##### Provided data #####

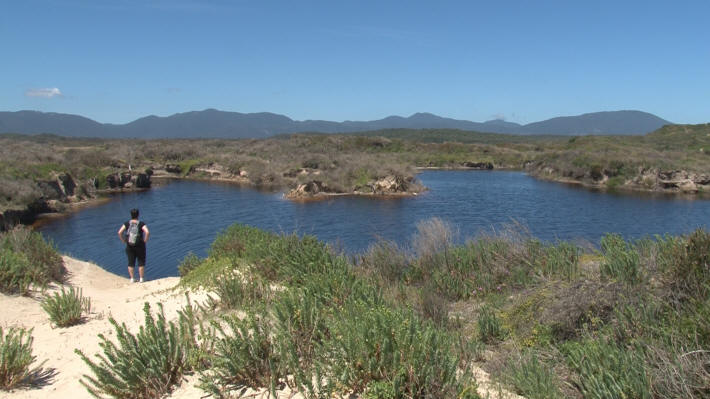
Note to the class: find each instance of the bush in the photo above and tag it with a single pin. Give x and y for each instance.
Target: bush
(65, 309)
(533, 378)
(561, 260)
(621, 260)
(393, 352)
(385, 260)
(690, 273)
(145, 365)
(490, 329)
(15, 357)
(188, 264)
(34, 261)
(16, 273)
(235, 290)
(607, 370)
(244, 357)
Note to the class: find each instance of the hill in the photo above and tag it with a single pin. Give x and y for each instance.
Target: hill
(211, 123)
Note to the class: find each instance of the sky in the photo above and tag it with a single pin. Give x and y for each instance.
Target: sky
(522, 61)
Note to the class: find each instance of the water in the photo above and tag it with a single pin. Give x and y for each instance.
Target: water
(185, 216)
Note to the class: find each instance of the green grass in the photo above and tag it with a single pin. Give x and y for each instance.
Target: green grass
(146, 365)
(65, 309)
(15, 357)
(27, 260)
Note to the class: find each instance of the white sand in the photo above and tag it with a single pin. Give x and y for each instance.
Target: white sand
(111, 296)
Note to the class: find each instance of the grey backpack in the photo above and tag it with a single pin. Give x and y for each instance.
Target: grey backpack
(133, 233)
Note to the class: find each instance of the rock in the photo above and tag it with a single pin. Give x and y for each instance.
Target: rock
(308, 189)
(67, 184)
(173, 168)
(143, 180)
(125, 178)
(687, 186)
(390, 184)
(113, 181)
(479, 165)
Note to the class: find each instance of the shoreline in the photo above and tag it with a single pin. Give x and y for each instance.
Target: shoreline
(111, 296)
(104, 196)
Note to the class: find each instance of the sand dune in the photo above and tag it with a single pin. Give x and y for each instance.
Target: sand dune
(111, 296)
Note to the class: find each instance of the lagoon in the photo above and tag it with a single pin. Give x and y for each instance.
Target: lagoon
(185, 216)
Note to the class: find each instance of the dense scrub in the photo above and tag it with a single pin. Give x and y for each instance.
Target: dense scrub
(666, 160)
(27, 260)
(631, 319)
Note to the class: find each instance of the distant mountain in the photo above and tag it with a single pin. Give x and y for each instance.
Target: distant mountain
(615, 122)
(222, 124)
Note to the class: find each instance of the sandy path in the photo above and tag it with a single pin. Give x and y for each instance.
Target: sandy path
(111, 296)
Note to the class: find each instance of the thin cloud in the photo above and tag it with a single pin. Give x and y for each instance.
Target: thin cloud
(49, 92)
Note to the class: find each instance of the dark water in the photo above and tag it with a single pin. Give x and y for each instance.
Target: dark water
(185, 216)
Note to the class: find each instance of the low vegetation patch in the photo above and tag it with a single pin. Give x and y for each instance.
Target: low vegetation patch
(65, 309)
(15, 357)
(26, 260)
(146, 365)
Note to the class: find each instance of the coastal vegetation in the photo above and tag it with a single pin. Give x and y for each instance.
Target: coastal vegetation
(42, 173)
(544, 319)
(66, 308)
(26, 261)
(16, 357)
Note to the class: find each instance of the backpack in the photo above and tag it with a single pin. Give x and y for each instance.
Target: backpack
(133, 233)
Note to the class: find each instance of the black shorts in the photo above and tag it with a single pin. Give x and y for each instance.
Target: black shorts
(133, 253)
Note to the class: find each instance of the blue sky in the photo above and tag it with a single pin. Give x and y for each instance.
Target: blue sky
(524, 61)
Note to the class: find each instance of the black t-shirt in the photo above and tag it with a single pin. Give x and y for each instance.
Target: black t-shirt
(139, 241)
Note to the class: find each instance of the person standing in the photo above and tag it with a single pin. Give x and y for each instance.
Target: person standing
(134, 234)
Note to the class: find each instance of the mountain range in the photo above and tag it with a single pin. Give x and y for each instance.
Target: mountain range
(213, 123)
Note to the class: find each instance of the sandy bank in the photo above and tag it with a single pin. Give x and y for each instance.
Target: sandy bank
(111, 296)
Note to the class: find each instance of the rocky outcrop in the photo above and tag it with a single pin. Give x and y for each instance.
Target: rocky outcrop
(478, 165)
(646, 179)
(388, 185)
(173, 168)
(127, 180)
(308, 190)
(391, 185)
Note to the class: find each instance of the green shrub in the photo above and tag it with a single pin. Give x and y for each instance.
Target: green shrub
(146, 365)
(236, 291)
(27, 259)
(690, 273)
(394, 353)
(621, 260)
(490, 329)
(244, 357)
(615, 182)
(533, 378)
(65, 309)
(40, 253)
(607, 370)
(15, 357)
(16, 272)
(560, 260)
(300, 325)
(385, 260)
(188, 264)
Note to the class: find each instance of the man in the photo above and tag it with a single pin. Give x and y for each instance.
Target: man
(134, 234)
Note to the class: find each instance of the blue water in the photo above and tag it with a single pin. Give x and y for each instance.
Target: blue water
(185, 216)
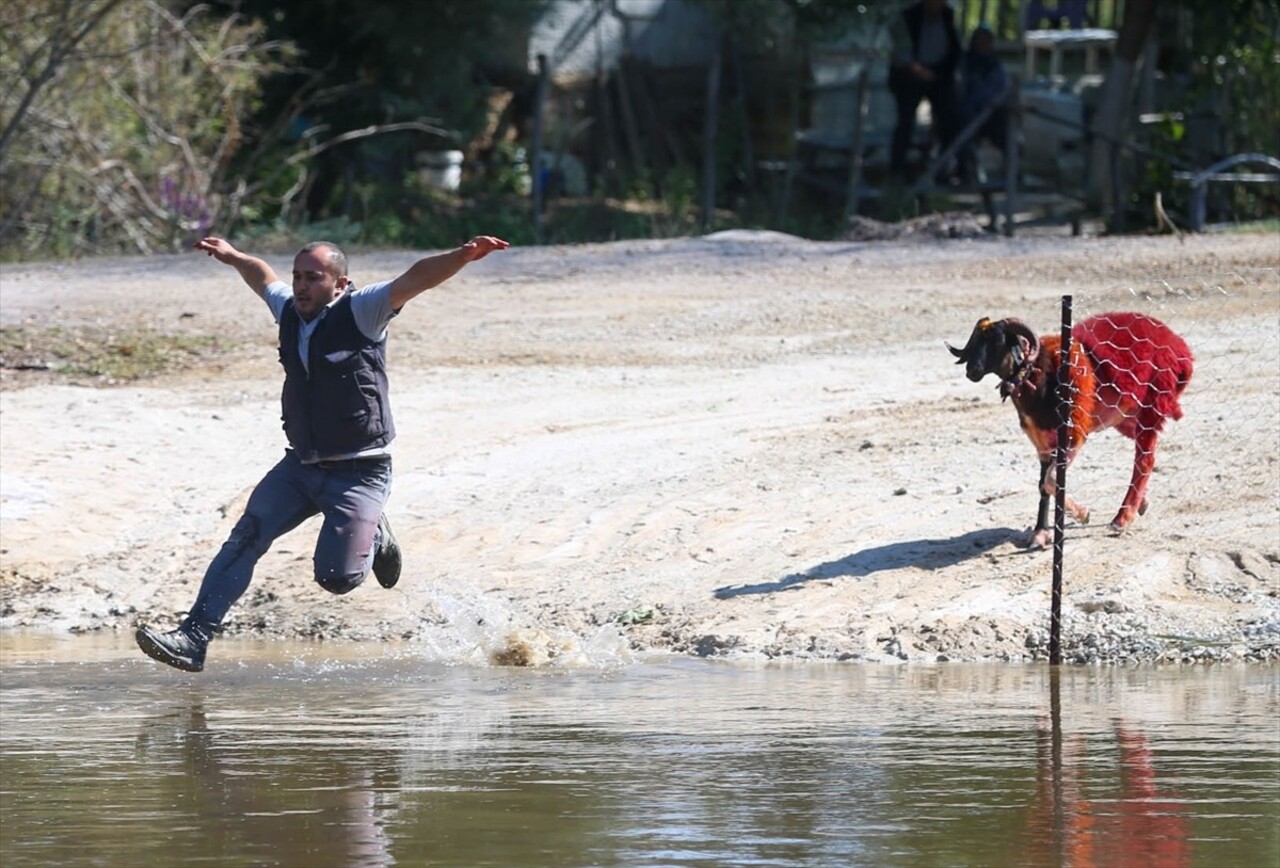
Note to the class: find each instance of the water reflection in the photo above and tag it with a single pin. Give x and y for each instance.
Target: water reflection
(1139, 825)
(311, 758)
(323, 811)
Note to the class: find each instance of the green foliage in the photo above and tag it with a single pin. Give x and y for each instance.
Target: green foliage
(105, 356)
(122, 141)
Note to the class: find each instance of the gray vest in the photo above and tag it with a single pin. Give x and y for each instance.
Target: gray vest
(342, 405)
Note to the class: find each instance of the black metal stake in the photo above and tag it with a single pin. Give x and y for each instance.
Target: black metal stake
(1064, 426)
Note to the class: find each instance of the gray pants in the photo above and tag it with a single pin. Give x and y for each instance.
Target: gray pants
(350, 494)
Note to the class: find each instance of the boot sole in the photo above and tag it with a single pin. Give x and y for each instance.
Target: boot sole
(158, 652)
(387, 567)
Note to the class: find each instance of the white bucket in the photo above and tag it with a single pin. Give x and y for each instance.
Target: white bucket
(442, 169)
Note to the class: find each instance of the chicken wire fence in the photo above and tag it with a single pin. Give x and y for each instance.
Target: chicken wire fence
(1187, 369)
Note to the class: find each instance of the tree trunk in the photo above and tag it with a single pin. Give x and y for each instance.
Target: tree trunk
(1114, 106)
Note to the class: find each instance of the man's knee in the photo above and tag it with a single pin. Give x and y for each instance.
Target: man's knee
(339, 583)
(247, 535)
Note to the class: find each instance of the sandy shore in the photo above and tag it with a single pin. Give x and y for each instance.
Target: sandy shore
(746, 444)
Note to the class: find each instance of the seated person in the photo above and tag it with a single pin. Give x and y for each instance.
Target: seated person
(983, 82)
(923, 65)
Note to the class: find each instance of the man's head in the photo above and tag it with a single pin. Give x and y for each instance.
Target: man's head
(319, 277)
(982, 41)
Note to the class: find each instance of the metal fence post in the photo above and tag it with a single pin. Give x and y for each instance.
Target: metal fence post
(1064, 425)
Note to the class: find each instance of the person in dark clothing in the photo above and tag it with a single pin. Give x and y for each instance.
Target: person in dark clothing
(983, 82)
(338, 421)
(923, 67)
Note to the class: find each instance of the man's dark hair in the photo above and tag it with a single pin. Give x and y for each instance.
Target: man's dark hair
(337, 256)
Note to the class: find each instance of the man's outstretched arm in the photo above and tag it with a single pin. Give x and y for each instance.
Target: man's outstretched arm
(432, 272)
(255, 273)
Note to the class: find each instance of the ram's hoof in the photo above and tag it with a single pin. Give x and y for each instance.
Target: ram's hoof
(1041, 539)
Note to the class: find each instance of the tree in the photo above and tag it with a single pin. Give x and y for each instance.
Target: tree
(123, 122)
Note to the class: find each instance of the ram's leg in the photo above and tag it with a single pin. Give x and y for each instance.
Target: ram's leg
(1043, 533)
(1143, 462)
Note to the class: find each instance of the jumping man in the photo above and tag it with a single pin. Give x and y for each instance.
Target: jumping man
(338, 421)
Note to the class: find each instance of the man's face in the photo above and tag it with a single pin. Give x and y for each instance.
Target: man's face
(314, 282)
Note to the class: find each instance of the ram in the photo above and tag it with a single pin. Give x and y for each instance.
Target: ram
(1125, 371)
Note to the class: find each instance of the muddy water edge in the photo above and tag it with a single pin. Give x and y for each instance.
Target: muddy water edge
(336, 754)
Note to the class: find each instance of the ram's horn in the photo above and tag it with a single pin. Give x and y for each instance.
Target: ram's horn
(979, 332)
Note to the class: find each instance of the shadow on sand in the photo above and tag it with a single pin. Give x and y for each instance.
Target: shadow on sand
(924, 553)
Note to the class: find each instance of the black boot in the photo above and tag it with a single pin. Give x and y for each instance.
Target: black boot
(182, 648)
(387, 558)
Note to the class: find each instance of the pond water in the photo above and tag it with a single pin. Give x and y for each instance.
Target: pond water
(327, 754)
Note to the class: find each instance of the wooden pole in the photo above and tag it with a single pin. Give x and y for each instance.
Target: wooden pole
(1064, 429)
(855, 146)
(713, 76)
(536, 147)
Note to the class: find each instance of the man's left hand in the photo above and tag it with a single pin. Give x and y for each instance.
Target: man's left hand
(481, 246)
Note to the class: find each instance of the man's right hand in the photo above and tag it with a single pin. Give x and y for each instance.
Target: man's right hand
(255, 273)
(219, 249)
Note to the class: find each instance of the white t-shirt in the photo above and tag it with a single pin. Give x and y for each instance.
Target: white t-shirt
(370, 306)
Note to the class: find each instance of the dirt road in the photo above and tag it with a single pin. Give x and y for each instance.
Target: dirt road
(745, 444)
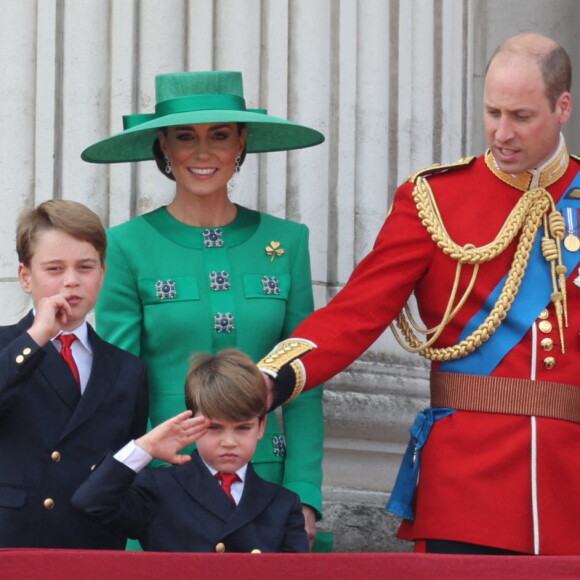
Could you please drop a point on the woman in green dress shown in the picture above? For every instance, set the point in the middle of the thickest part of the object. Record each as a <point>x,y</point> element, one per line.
<point>203,273</point>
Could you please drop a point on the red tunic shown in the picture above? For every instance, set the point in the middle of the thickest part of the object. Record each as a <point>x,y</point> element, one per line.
<point>480,472</point>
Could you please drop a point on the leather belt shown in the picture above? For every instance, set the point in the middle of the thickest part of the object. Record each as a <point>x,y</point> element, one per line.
<point>505,395</point>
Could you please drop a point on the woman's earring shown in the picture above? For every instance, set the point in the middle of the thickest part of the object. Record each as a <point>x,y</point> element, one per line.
<point>168,168</point>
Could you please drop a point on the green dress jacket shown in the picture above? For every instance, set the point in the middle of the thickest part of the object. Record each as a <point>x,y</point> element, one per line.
<point>172,290</point>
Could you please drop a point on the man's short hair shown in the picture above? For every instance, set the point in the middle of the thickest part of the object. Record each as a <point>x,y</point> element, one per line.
<point>71,217</point>
<point>227,386</point>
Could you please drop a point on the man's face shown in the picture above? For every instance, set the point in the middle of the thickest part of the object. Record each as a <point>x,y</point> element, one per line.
<point>522,130</point>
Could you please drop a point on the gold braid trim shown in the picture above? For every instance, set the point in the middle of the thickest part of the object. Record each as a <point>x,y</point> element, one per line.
<point>528,215</point>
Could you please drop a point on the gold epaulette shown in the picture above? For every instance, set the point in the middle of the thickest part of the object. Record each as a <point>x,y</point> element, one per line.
<point>438,168</point>
<point>288,352</point>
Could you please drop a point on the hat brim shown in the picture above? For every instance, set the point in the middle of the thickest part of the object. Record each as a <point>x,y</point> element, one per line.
<point>264,133</point>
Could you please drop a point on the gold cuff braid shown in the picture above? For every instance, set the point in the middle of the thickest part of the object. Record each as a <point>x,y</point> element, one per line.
<point>284,353</point>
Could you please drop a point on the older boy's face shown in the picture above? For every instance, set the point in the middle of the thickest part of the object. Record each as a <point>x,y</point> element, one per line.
<point>522,129</point>
<point>227,445</point>
<point>64,265</point>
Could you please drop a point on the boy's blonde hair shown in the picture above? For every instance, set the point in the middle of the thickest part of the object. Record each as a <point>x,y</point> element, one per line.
<point>71,217</point>
<point>226,386</point>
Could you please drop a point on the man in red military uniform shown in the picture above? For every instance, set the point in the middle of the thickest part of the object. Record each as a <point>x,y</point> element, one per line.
<point>490,248</point>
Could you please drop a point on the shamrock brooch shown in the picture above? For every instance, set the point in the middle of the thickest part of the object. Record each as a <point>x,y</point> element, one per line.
<point>274,250</point>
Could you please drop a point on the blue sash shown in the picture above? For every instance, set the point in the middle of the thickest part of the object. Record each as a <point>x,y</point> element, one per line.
<point>532,298</point>
<point>401,500</point>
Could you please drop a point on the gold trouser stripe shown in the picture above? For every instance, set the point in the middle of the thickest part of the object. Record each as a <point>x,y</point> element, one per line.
<point>505,395</point>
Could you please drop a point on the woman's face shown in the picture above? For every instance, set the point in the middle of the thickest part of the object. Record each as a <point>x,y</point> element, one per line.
<point>202,156</point>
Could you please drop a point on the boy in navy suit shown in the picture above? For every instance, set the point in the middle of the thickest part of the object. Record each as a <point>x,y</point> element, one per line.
<point>66,396</point>
<point>182,508</point>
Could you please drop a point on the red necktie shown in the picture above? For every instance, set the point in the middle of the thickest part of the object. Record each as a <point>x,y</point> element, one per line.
<point>66,340</point>
<point>227,479</point>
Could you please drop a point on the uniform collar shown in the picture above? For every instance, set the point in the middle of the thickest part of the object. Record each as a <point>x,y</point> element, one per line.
<point>543,176</point>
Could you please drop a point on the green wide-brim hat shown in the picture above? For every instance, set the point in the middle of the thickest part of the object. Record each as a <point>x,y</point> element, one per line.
<point>200,97</point>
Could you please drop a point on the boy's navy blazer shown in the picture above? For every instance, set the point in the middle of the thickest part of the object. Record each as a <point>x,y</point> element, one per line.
<point>184,509</point>
<point>50,436</point>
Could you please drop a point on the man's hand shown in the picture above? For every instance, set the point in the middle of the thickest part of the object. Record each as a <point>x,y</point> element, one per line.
<point>168,438</point>
<point>270,391</point>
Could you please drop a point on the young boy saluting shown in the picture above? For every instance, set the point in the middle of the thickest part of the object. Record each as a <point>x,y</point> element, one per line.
<point>213,500</point>
<point>66,396</point>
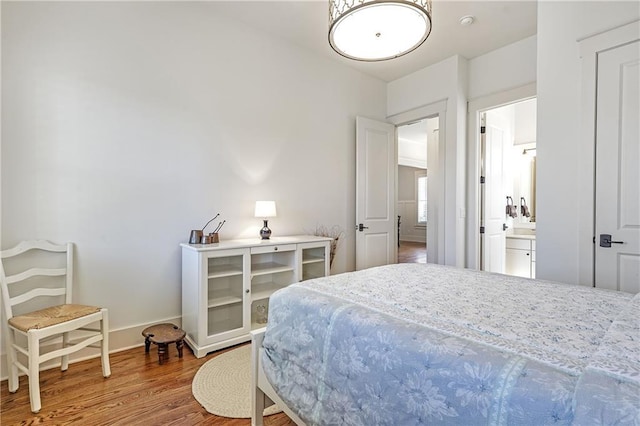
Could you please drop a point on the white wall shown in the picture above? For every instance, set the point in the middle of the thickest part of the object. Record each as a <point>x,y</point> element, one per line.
<point>126,125</point>
<point>511,66</point>
<point>444,81</point>
<point>560,149</point>
<point>407,204</point>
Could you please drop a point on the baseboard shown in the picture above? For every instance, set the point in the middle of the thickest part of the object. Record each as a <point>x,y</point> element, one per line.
<point>119,340</point>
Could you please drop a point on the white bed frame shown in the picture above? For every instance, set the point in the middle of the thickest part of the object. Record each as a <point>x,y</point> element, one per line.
<point>263,395</point>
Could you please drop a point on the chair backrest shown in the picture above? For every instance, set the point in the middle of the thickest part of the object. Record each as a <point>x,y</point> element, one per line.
<point>23,268</point>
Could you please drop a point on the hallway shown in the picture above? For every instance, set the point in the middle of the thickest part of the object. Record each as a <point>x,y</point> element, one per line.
<point>410,252</point>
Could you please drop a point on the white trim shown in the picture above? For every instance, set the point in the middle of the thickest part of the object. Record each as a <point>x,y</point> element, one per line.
<point>475,107</point>
<point>417,175</point>
<point>435,225</point>
<point>590,47</point>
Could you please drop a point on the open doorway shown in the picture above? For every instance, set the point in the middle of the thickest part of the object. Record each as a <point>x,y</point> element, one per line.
<point>508,189</point>
<point>415,141</point>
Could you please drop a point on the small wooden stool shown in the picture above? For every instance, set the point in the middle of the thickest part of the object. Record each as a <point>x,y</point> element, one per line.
<point>162,335</point>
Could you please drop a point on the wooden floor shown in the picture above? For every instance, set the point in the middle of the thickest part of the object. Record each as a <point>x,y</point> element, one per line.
<point>410,252</point>
<point>139,392</point>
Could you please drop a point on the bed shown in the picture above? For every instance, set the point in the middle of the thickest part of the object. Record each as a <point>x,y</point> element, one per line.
<point>414,344</point>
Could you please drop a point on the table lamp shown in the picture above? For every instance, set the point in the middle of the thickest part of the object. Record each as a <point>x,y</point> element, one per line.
<point>265,209</point>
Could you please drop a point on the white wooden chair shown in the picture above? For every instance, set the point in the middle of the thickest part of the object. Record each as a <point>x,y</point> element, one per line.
<point>27,329</point>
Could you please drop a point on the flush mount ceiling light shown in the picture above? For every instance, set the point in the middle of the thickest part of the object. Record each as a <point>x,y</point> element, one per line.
<point>377,30</point>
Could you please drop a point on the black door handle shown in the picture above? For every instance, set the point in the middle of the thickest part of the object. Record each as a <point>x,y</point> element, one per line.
<point>606,241</point>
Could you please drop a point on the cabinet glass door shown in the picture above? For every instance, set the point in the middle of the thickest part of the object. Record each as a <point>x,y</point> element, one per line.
<point>225,293</point>
<point>313,261</point>
<point>271,270</point>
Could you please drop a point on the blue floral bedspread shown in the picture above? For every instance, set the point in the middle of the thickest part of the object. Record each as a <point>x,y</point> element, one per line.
<point>427,344</point>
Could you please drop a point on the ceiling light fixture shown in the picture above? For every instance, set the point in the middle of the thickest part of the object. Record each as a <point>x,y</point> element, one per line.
<point>377,30</point>
<point>467,20</point>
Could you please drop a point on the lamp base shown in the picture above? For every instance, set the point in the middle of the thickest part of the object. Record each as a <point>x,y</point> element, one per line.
<point>265,232</point>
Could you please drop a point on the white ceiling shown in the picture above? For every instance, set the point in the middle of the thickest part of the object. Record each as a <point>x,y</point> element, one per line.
<point>497,24</point>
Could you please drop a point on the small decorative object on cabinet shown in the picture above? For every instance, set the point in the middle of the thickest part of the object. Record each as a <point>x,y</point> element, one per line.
<point>226,287</point>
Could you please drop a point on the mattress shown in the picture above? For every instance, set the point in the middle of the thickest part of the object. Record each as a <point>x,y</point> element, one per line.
<point>418,344</point>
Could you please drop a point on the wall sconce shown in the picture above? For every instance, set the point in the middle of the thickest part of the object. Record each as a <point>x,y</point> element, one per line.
<point>264,210</point>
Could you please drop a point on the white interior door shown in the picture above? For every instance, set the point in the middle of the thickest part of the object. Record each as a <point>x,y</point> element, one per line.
<point>375,193</point>
<point>494,194</point>
<point>617,218</point>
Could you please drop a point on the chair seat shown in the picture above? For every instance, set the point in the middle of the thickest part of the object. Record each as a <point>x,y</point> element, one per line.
<point>51,316</point>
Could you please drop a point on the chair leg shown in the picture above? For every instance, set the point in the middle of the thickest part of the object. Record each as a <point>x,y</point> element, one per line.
<point>104,329</point>
<point>12,355</point>
<point>34,371</point>
<point>65,358</point>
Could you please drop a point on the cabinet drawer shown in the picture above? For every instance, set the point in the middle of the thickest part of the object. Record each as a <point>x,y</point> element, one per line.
<point>518,243</point>
<point>273,249</point>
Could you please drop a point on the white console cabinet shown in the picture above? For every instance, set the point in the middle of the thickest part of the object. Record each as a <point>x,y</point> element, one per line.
<point>520,259</point>
<point>226,286</point>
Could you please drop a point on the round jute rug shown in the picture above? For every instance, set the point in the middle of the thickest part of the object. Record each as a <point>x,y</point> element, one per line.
<point>223,385</point>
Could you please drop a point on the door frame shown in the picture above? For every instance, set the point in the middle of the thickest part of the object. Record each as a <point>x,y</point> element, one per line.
<point>436,109</point>
<point>590,47</point>
<point>475,107</point>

#####

Reproduce word for word the material above, beginning with the line that contains "Note to the class: find each instance of the grey" and ending with the line that contains "Note to the class: find each instance of the rock in".

Note to the class: find each instance of the grey backpack in the photo above and tag it with a single pin. Give x and y for each instance.
Target: grey backpack
(133, 233)
Note to the class: find each instance of the rock in the photo above and tag it with a single pin. Give x and y for each instance.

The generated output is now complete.